> RECORDS

%%

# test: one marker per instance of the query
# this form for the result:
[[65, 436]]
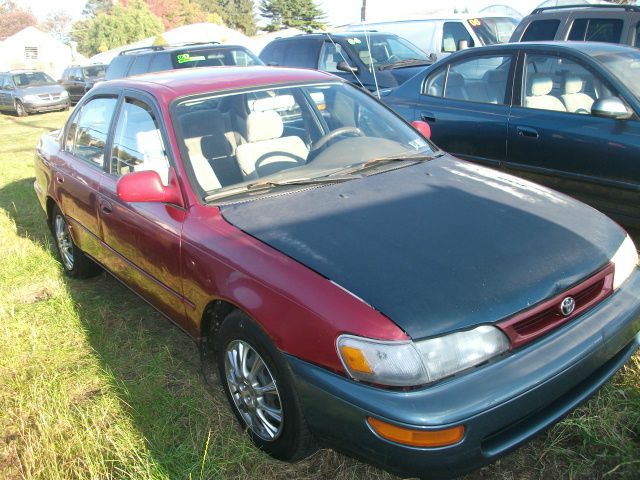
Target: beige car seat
[[540, 85], [573, 98], [266, 148]]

%%

> YOUR GOAL
Word for word, give the data above again, without any images.

> SOLVED PROBLEM
# test: one marker per instance of the query
# this form for the result:
[[65, 436]]
Target: beige car seat
[[540, 85], [573, 98], [266, 148]]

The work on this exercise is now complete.